▶ _TASK DETAILS_:
Rewrite the stretch of records from the line containing "Would you mind identifying the pitched" through the line containing "420;0;458;589", swapping "inventory system" for "tracking database" and keeping everything else the same.

Data records
┌────────

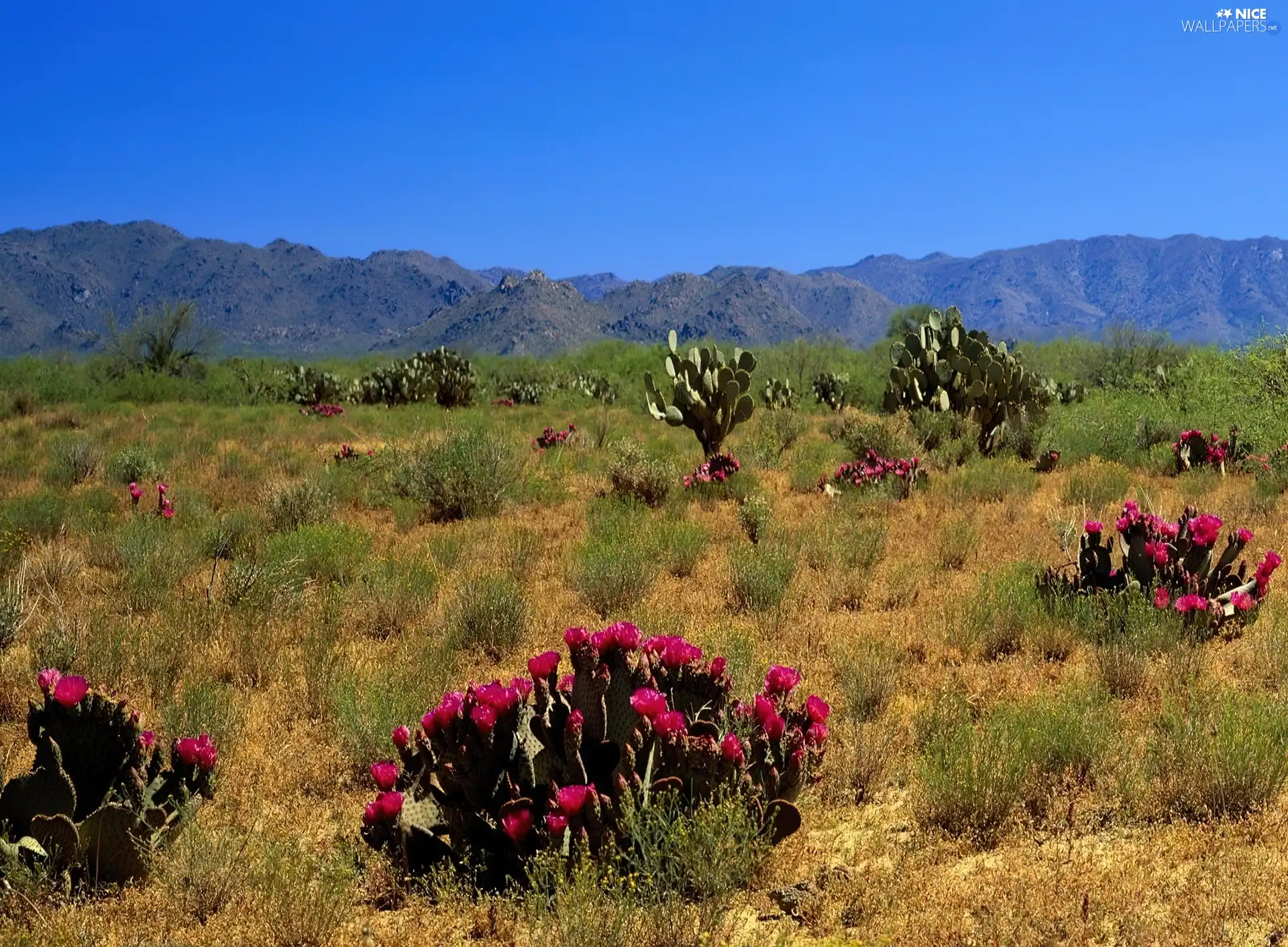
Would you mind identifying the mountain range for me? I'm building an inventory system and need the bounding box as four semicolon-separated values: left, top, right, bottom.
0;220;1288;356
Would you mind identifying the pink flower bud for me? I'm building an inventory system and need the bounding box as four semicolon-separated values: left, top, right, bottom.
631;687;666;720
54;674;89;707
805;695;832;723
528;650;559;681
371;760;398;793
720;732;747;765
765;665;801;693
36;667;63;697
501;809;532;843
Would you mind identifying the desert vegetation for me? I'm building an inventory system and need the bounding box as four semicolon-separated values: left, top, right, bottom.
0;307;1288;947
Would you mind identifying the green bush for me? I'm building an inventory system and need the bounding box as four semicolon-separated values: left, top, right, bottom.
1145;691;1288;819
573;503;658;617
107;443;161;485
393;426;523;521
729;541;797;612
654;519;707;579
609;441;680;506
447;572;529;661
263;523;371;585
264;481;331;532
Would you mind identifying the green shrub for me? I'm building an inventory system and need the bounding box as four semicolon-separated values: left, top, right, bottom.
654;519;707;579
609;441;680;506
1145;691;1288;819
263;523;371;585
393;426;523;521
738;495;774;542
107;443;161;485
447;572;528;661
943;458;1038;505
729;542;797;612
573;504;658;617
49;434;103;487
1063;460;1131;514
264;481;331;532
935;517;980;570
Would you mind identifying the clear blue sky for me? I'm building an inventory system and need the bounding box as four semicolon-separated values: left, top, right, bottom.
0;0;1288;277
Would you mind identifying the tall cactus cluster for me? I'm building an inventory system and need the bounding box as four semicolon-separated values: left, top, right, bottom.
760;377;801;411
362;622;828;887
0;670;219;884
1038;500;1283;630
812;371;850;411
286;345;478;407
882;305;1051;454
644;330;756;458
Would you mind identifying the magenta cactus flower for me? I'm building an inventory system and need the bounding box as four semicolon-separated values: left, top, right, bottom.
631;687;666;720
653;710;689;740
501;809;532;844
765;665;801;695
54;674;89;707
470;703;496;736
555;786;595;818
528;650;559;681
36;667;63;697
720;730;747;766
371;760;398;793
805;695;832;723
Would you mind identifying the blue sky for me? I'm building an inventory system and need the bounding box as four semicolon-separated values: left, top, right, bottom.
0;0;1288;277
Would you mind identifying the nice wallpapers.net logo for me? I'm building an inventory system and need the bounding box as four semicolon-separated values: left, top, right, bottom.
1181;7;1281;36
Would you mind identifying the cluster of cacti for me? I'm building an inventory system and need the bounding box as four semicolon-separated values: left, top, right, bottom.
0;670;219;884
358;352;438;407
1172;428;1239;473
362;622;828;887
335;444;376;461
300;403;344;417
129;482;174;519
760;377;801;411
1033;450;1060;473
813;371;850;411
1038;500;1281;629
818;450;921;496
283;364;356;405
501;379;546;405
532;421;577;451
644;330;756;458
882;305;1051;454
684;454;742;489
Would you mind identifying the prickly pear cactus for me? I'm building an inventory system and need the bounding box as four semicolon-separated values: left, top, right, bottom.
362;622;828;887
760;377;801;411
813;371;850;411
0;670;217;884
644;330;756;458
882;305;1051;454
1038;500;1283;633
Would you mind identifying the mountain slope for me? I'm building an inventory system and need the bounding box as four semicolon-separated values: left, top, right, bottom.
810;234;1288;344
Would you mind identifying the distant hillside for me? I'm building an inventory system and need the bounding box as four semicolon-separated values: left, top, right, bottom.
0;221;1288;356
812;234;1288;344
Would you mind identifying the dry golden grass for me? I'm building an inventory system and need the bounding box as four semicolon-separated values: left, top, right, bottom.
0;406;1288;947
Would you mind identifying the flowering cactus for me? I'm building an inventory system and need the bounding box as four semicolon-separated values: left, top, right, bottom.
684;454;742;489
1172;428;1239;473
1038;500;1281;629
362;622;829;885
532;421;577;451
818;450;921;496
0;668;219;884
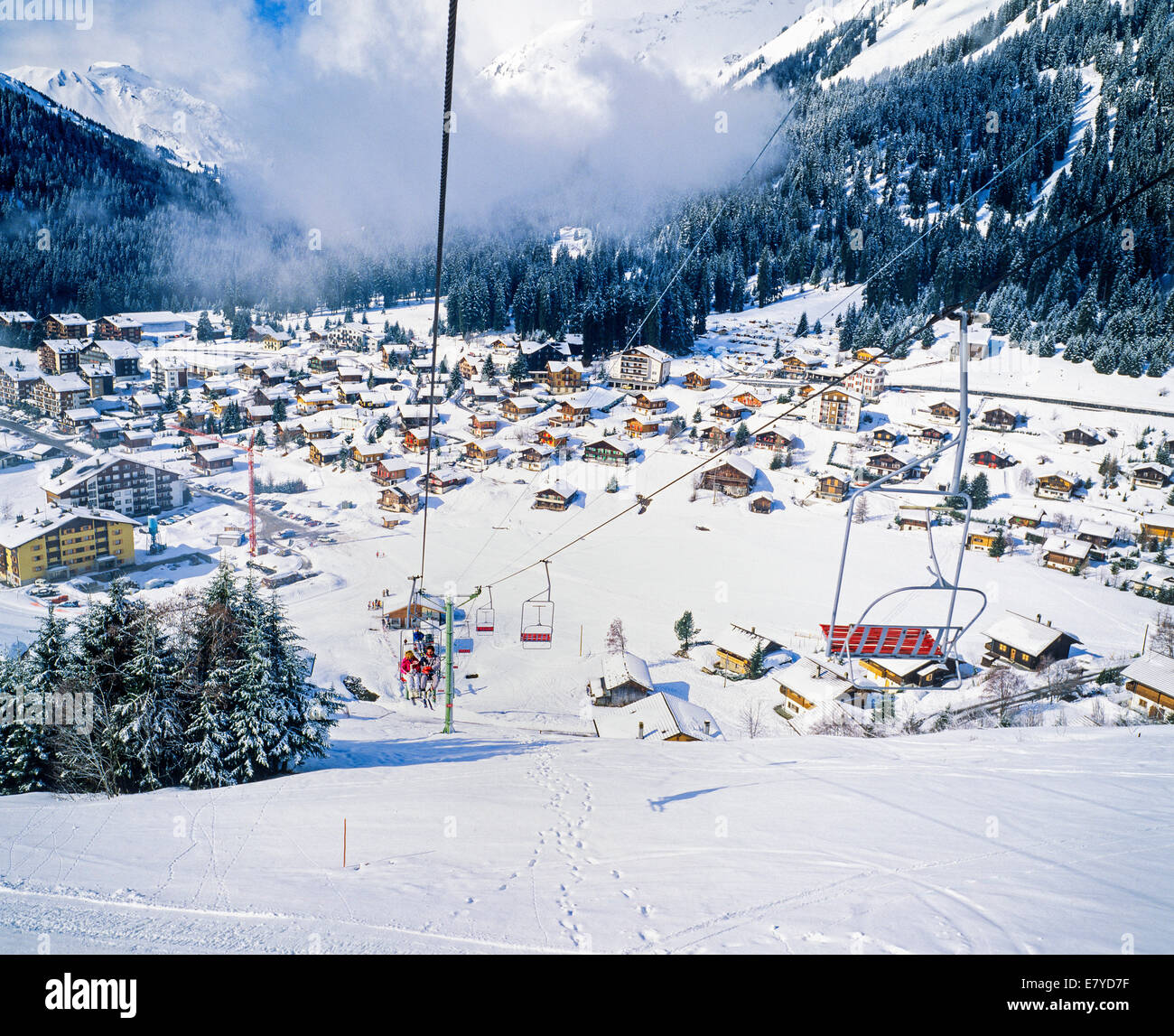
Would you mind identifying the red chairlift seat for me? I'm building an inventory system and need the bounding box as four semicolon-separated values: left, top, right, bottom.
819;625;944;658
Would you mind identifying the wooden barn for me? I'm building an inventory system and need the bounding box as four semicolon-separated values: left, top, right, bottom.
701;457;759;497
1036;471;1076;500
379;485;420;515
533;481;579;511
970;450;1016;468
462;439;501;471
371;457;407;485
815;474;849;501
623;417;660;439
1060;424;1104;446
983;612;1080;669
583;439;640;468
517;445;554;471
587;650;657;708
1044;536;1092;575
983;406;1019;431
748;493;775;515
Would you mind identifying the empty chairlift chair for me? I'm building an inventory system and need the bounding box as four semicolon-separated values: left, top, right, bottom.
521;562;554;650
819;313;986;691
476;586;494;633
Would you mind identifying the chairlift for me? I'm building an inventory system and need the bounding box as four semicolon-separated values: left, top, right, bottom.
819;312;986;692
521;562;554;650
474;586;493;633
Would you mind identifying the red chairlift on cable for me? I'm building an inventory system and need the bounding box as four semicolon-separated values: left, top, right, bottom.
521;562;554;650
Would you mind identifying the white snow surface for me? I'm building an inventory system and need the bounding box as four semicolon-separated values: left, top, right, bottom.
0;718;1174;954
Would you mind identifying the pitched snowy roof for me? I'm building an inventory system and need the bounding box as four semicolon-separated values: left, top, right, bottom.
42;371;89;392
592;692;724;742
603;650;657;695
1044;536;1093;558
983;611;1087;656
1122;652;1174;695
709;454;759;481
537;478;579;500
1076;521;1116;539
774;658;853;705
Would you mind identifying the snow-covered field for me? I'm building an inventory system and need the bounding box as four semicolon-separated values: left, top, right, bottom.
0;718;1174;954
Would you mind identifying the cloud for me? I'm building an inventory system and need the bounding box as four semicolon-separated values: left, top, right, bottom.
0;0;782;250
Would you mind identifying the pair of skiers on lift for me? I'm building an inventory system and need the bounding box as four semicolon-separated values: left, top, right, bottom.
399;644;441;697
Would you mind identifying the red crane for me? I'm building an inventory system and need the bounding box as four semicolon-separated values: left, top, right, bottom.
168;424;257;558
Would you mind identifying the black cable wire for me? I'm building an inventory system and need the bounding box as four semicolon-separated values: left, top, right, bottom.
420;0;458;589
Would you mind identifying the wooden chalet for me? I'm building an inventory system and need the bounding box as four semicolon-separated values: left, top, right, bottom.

└────────
┌────────

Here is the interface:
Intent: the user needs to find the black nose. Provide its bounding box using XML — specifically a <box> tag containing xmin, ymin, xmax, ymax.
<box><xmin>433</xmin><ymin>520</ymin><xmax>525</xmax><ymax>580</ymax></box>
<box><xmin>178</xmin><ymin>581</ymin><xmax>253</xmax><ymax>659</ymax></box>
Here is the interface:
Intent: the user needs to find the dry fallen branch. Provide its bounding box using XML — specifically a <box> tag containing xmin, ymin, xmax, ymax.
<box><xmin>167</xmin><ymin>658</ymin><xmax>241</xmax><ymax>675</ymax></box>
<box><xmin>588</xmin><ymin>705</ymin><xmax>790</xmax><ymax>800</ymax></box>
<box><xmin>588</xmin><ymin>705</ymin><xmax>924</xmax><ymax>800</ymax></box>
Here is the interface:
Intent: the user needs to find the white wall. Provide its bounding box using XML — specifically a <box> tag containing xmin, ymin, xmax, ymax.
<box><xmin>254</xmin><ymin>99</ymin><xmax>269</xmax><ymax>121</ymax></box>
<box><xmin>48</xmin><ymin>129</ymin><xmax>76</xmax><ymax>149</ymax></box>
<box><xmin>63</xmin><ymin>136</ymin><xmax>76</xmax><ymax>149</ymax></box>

└────────

▶ _REPLY TO THE EXERCISE_:
Would you mind identifying the pitched snowy roof for me? I'm building an tracking database and need the bounding box as four semicolon-separated values: left, top, right, bottom.
42;371;89;392
592;692;724;742
603;650;657;695
1044;536;1093;558
983;611;1087;656
1122;652;1174;695
709;454;759;481
537;478;579;500
1076;521;1116;539
774;658;853;705
Would you mind identifying the snow-covered field for me? I'm building an tracking database and need the bounding box as four semicolon-separated values: left, top, right, bottom.
0;718;1174;954
Would you mind identifying the cloud for me? I'm building an tracking database and need the bounding box as four semicolon-separated values: left, top, right, bottom.
0;0;782;250
Would you mind identifying the pair of skiers on lift for me? I'm building an tracking database and need the bounding box as four semicolon-separated values: left, top, right, bottom.
399;644;441;697
Would you mind identifying the red crane for me? I'm building an tracking database and need the bounding box as four semicolon-separated values: left, top, right, bottom.
168;424;257;558
Would you mind identifying the black cable wire for me? I'm building an tracking database and need the bounding box as four semicolon-separated values: left, top, right, bottom.
420;0;458;589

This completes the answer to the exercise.